Exercise task A: In the piece about Tom Rapp below, which band did he lead before his solo career?

Before embarking on his solo career, Tom Rapp was the leader of the band Pearls Before Swine. I met him years ago when I took part in interviewing him on the radio, and he was every bit as gentle and personable as his music indicated. I particularly loved his song Stardancer, and for years, I performed it in much the same way he did, with an acoustic guitar. Ten years ago, my wife sent him an email. She told him I'd sung Stardancer for her and she thought it was one of the finest expressions [she’d] heard in popular music of a loss transformed into resurrection and redemption for the one who has died, and acceptance by the one who lives. In his reply, Tom said,

“Thank you for writing and your kind words about the song. When I wrote it (in the middle of the night, of course) I could feel a knot untie. My father and I had a hard relationship in my teenage years, and, in a way, I worked past that in the song. Only now, some 30 years after his death, am I coming to see him in the larger context of his own life.”

He also included lyrics to an earlier song he’d written about his father, Rocket Man, the title of which had inspired Bernie Taupin to write a song with the same name for Elton John.

When I arranged my version of Stardancer for the album, I took a different approach musically, adding more instruments and an electronic element to represent the aspect of being alone in the vastness of space. I considered sending Tom a demo of the song, but I decided to wait and send him the finished version. Sadly, he died in 2018, years before I released the recording. I’m sorry he never heard it. I hope he would have liked it.

Material:
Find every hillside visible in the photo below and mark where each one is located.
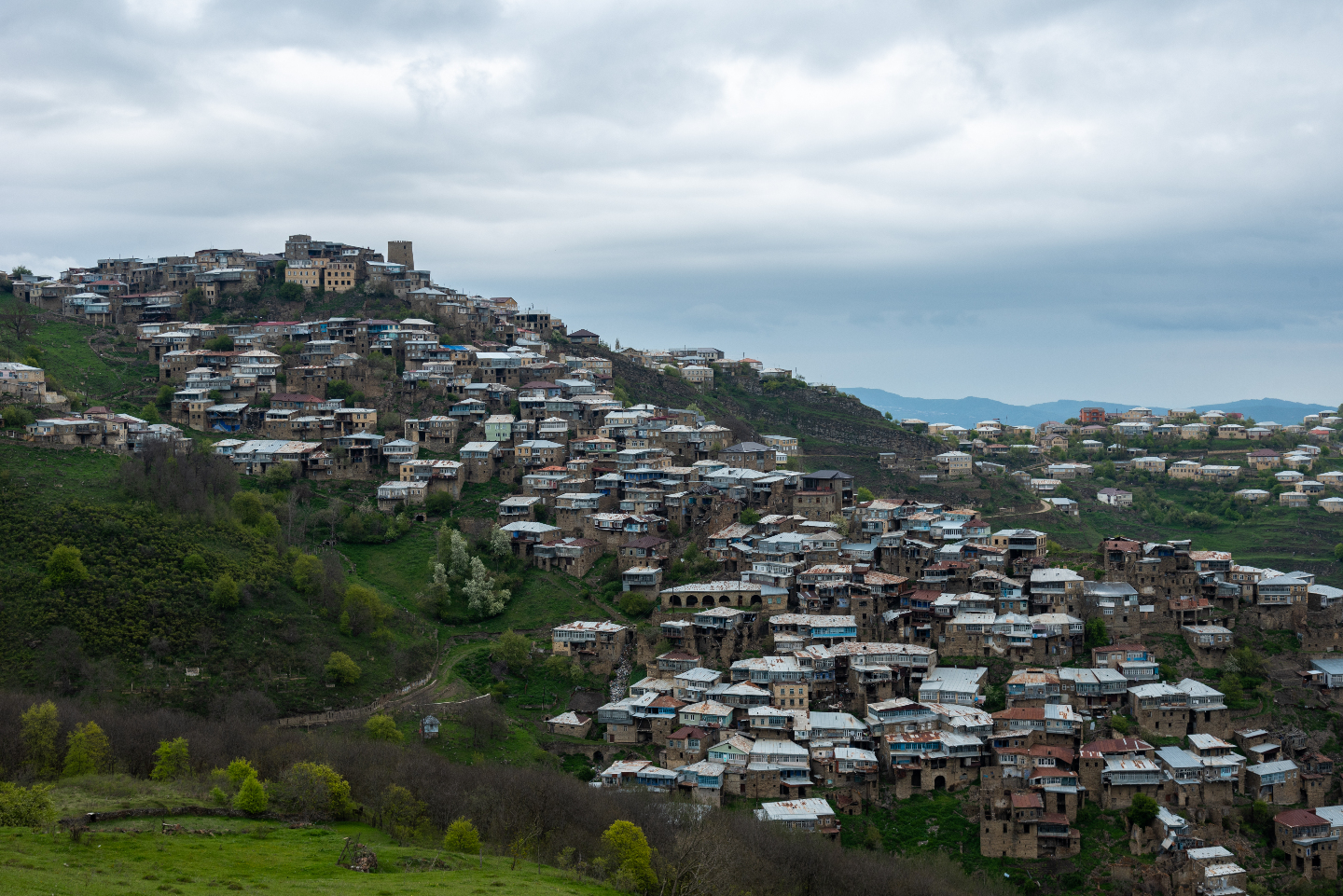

--

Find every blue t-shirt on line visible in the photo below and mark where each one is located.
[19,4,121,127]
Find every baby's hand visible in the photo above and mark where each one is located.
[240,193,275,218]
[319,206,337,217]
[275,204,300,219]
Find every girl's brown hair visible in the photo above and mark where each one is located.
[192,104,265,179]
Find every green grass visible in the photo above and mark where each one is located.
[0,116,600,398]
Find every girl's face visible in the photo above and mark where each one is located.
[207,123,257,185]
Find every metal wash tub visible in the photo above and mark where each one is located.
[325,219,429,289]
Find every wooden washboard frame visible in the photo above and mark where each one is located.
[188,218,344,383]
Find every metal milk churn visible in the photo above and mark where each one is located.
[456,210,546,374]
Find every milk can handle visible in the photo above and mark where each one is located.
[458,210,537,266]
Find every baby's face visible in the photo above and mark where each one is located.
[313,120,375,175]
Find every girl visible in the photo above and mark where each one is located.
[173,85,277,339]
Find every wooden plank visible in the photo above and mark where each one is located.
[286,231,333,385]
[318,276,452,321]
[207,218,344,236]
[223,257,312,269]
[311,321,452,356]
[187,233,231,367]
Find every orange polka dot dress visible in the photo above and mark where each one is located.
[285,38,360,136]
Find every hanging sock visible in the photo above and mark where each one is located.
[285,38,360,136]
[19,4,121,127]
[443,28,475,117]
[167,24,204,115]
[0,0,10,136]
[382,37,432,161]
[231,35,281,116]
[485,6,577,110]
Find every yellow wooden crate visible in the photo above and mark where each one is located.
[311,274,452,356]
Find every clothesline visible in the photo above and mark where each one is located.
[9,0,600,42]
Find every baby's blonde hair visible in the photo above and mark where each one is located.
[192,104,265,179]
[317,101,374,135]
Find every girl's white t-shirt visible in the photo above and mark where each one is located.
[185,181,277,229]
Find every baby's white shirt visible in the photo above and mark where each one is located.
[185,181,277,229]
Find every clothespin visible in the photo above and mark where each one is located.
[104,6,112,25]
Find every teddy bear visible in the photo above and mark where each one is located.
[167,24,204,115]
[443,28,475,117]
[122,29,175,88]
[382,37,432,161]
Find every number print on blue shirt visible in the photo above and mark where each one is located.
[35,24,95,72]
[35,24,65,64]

---

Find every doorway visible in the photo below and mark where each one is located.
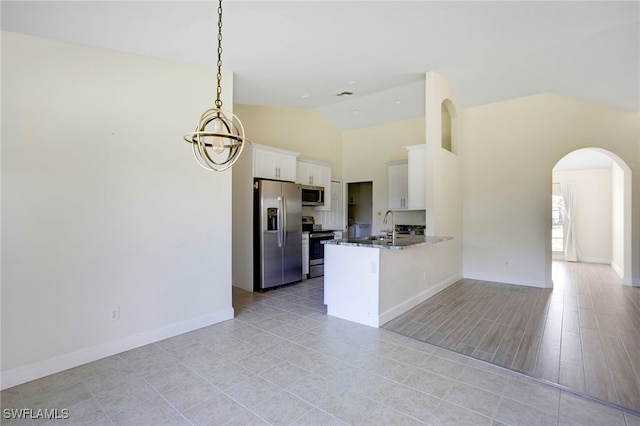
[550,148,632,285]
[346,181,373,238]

Exercise task B: From the entries, copy out the lines starting with the line that contains "Find every clothesline" and going on through the line that contains "[35,24,65,64]", with both of those lines included and every line unchanged.

Complete answer A: Pearls Before Swine

Complete answer B:
Find every clothesline visible in the photo above and mark where each one is located.
[9,0,600,42]
Find every baby's blonde hair visible in the photo above and mark where each one is located.
[192,104,265,179]
[317,101,374,135]
Find every girl's white t-shirt visible in the photo above and mark where each one is located.
[185,181,277,229]
Find every baby's white shirt visible in the photo above and mark where each one is located.
[185,181,277,229]
Find every clothespin visible in the photo above and mark where each one is located.
[104,6,112,25]
Find every teddy bear visible in the photo above and mark where each one is located.
[167,24,204,115]
[443,28,475,117]
[122,29,175,88]
[382,37,432,161]
Find every number print on blue shirt visible in the photo above and mark where each one is located.
[35,24,95,72]
[35,24,65,64]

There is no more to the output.